Copy the records starting at the line that has "Can you tell me where the murky" and ending after the line that has "220,206 -> 270,237", changing every "hammock" to "swing" and leaving everything else the same.
begin
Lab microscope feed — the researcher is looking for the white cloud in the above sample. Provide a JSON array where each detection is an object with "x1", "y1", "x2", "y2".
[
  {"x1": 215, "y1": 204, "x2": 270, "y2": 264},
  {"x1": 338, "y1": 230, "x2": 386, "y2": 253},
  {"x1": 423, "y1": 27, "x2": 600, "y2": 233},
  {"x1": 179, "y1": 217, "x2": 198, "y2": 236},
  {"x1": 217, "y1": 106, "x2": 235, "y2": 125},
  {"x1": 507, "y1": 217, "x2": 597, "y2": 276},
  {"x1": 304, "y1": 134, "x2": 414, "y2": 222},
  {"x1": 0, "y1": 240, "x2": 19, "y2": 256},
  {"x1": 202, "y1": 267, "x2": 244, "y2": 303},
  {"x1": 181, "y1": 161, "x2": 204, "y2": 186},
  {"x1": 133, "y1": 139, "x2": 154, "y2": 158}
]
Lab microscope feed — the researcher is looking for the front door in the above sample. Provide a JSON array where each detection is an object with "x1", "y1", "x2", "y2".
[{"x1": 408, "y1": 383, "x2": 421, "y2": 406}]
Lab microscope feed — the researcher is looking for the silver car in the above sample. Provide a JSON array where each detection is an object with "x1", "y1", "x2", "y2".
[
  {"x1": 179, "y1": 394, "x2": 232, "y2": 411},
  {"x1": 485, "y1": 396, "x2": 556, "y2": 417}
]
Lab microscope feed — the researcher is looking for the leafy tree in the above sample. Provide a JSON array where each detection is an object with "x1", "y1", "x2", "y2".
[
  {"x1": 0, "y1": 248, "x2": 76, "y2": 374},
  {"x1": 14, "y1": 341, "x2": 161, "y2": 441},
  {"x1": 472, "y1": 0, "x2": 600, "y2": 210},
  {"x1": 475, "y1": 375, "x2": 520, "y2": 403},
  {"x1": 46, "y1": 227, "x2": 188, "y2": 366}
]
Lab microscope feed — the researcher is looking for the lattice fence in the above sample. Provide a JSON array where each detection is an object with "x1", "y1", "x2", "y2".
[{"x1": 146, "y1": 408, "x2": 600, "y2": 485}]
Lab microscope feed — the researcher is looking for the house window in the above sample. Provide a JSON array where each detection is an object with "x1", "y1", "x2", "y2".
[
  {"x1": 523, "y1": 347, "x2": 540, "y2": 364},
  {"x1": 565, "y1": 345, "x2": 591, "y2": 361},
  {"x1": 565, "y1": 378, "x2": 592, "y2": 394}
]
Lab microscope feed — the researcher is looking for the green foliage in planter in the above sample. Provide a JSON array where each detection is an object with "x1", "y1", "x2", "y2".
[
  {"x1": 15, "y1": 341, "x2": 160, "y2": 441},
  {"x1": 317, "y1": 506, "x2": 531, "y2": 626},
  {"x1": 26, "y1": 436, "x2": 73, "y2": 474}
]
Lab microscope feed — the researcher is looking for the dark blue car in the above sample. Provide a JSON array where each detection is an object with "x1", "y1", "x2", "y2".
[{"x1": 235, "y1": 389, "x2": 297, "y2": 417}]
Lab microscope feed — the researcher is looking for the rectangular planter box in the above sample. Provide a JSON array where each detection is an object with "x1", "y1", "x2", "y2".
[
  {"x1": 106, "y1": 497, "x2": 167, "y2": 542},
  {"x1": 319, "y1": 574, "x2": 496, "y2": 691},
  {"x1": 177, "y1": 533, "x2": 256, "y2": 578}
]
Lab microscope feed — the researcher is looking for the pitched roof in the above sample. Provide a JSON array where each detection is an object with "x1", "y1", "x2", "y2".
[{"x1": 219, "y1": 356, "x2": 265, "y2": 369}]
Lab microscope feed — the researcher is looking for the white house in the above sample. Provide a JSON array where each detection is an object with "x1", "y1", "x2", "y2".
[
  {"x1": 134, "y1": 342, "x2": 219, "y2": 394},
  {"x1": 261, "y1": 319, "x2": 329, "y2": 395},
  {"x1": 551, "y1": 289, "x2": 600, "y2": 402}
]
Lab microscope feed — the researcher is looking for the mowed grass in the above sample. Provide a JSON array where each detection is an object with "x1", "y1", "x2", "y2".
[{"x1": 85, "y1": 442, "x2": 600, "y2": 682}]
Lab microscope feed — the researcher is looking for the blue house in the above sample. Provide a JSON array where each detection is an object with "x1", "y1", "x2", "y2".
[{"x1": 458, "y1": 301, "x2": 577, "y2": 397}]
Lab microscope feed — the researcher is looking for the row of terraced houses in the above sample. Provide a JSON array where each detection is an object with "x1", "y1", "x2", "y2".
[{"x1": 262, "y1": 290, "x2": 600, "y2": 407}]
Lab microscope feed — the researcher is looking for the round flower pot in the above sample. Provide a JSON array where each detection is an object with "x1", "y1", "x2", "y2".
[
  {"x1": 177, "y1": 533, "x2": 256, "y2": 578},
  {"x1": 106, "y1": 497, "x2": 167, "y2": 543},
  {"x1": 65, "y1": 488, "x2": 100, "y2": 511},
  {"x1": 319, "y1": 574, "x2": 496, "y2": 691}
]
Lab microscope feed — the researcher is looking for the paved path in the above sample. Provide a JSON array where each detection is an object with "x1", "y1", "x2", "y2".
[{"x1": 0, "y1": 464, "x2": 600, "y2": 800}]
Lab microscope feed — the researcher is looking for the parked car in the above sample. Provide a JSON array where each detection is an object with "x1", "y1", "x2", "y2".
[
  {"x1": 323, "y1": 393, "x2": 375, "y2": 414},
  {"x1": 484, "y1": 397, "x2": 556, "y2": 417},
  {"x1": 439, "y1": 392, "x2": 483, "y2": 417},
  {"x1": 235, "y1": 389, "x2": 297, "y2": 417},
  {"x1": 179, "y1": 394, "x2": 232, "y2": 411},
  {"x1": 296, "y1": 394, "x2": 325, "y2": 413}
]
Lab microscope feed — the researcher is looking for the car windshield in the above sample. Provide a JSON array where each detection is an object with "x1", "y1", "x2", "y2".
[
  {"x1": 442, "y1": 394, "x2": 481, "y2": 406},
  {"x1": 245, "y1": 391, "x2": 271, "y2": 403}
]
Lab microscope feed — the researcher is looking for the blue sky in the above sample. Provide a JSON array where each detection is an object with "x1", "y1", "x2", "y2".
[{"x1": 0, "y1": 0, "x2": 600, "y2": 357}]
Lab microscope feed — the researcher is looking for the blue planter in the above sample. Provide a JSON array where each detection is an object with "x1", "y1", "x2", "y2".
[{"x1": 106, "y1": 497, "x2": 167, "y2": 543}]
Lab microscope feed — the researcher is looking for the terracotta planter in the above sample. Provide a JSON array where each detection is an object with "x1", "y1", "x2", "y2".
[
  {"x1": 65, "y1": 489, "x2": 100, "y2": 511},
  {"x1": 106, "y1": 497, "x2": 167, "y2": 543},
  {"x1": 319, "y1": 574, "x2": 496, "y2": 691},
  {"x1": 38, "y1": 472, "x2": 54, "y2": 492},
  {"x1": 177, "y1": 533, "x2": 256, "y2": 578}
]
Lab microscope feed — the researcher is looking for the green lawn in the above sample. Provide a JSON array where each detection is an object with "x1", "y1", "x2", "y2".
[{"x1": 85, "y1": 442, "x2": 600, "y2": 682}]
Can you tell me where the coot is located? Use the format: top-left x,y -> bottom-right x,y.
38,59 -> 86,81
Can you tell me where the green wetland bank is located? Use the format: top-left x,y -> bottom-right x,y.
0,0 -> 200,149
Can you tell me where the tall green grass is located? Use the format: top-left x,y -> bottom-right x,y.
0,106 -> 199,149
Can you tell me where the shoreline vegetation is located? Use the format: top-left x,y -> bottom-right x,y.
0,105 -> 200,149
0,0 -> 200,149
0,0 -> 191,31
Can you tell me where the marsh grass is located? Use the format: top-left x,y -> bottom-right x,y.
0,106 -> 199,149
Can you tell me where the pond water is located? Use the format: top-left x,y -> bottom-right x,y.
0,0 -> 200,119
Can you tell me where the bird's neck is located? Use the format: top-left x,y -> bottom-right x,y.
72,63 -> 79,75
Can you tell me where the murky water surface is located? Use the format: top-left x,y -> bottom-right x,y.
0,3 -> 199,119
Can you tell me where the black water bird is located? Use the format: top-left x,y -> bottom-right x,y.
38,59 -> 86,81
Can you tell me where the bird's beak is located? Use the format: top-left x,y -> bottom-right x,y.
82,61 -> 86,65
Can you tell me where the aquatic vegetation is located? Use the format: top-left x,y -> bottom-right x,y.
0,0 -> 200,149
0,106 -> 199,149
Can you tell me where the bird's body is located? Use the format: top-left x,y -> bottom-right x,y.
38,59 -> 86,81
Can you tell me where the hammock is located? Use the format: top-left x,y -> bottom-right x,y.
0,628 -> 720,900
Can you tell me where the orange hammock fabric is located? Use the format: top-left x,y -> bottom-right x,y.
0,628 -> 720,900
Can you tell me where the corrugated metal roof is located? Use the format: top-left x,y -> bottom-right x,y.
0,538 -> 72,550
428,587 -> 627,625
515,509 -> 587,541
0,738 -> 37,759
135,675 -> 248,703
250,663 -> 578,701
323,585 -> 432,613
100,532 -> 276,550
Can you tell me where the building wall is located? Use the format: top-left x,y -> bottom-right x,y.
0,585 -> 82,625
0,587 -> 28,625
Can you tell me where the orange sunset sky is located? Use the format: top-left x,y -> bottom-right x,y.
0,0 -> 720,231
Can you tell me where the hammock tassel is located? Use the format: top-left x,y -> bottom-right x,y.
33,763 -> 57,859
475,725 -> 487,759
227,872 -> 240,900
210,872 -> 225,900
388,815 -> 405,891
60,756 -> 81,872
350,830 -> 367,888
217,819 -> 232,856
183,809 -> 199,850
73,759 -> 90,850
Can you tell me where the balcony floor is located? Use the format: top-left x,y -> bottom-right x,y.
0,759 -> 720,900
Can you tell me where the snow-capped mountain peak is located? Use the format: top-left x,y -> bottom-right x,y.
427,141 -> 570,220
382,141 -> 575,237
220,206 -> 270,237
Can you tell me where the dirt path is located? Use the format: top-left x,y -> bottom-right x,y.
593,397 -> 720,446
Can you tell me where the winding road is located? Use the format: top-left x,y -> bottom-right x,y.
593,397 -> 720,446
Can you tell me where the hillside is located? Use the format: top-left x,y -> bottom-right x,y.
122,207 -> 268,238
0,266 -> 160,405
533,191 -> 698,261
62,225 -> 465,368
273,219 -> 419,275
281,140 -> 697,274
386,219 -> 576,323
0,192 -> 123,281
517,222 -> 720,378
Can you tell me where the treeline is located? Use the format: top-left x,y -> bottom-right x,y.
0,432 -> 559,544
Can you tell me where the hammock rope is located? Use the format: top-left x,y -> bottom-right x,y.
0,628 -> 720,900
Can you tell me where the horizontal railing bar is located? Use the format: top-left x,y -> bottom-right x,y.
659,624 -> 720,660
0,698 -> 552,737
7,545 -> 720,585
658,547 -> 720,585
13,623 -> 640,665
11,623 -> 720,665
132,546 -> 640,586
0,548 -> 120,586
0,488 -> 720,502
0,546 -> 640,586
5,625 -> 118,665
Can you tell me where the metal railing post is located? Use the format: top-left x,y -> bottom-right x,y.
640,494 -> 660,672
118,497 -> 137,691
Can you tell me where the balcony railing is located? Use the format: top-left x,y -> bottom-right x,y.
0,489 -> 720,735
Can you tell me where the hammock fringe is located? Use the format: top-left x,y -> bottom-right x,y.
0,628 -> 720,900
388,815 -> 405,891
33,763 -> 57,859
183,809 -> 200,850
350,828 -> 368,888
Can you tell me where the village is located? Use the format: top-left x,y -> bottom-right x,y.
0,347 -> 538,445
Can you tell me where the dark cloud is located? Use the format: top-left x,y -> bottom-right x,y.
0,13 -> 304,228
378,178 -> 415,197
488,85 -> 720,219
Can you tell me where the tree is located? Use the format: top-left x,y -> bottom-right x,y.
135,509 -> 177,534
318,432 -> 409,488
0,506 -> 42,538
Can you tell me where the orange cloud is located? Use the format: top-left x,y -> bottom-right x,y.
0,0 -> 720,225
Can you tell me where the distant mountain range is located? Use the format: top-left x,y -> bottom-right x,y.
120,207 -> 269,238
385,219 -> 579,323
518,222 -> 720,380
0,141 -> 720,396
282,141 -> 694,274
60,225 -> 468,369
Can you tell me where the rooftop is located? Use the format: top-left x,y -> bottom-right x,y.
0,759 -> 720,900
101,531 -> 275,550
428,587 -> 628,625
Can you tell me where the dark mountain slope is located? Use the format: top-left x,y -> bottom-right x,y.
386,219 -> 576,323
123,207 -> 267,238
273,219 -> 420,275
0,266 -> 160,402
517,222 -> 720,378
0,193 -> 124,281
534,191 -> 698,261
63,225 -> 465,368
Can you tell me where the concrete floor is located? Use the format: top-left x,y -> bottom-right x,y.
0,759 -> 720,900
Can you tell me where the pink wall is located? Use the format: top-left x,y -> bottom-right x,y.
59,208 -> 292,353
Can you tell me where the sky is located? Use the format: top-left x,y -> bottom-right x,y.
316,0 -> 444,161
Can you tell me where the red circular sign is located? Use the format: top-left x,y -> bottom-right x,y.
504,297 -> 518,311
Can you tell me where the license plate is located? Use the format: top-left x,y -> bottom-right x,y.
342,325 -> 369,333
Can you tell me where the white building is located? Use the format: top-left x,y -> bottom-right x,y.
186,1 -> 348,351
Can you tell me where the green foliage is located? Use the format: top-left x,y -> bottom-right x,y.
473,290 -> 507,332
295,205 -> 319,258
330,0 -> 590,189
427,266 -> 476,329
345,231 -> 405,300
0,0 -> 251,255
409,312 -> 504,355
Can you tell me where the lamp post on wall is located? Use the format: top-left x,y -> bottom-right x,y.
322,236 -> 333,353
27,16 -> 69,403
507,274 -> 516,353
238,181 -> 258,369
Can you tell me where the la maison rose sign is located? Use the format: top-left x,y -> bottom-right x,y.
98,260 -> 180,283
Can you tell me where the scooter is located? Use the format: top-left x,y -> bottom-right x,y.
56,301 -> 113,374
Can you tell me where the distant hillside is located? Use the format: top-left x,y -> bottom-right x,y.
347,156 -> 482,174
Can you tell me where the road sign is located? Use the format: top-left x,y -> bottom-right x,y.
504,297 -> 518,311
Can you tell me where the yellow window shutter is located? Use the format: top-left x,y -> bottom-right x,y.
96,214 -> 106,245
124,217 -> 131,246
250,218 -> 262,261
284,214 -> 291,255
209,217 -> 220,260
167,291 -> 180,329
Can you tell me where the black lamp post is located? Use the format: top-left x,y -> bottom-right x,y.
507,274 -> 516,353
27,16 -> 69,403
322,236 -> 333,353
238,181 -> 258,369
end
** Solved exercise **
Can you tell me where the murky water surface is located? Use the format: top-left x,y -> bottom-right x,y.
0,3 -> 199,119
Can you tell me where the black water bird is located? Use the format: top-left x,y -> bottom-right x,y.
38,59 -> 86,81
Can you tell me where the bird's beak is located? Use the format: top-left x,y -> bottom-right x,y.
82,61 -> 86,65
Can you tell me where the aquatic vegetation is located? Use the format: top-left x,y -> bottom-right x,y.
0,0 -> 200,149
0,106 -> 199,149
Can you tell me where the bird's body is located? Use the format: top-left x,y -> bottom-right x,y.
38,59 -> 86,81
Can you tell me where the swing is located? Use the format: top-left x,y -> bottom-right x,y.
0,628 -> 720,900
Can you tell me where the orange swing fabric is located? Use the format: top-left x,y -> bottom-right x,y.
0,628 -> 720,900
Can you tell me where the corrugated metal roof is located? Use the format: top-left x,y -> bottom-right x,y.
0,538 -> 72,550
428,587 -> 627,625
515,509 -> 587,541
0,738 -> 37,759
135,675 -> 248,703
250,663 -> 578,701
323,585 -> 432,613
100,532 -> 276,550
Can you tell me where the building wall is located? Use the format: top-left x,y -> bottom-right x,y.
0,585 -> 82,625
0,587 -> 28,625
Can you tell me where the orange sunset sky is located? Use the format: top-left x,y -> bottom-right x,y.
0,0 -> 720,231
Can you tell me where the swing tassel is located? Use the format: top-left x,y -> bottom-right x,y.
33,763 -> 57,859
475,725 -> 487,759
227,872 -> 240,900
210,872 -> 225,900
388,815 -> 405,891
60,756 -> 81,872
350,830 -> 367,888
217,819 -> 232,856
183,809 -> 199,850
73,759 -> 90,850
Can you tell me where the balcony floor is located? Use the format: top-left x,y -> bottom-right x,y.
0,759 -> 720,900
Can you tell me where the snow-capped mountain peak is located? Use the format: top-left x,y -> bottom-right x,y.
427,141 -> 570,220
382,141 -> 575,237
220,206 -> 270,237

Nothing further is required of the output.